**Try it**
With pictures excluded, give again exactly the lines running from the one holding "# each instance" through the end of the listing below.

**Records for processing**
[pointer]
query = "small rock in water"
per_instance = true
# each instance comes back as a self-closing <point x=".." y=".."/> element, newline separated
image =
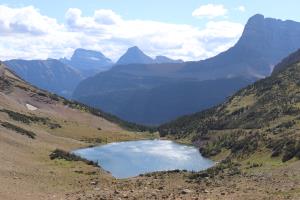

**Task answer**
# each instance comes back as a self-closing <point x=".." y=".."/> element, newline separated
image =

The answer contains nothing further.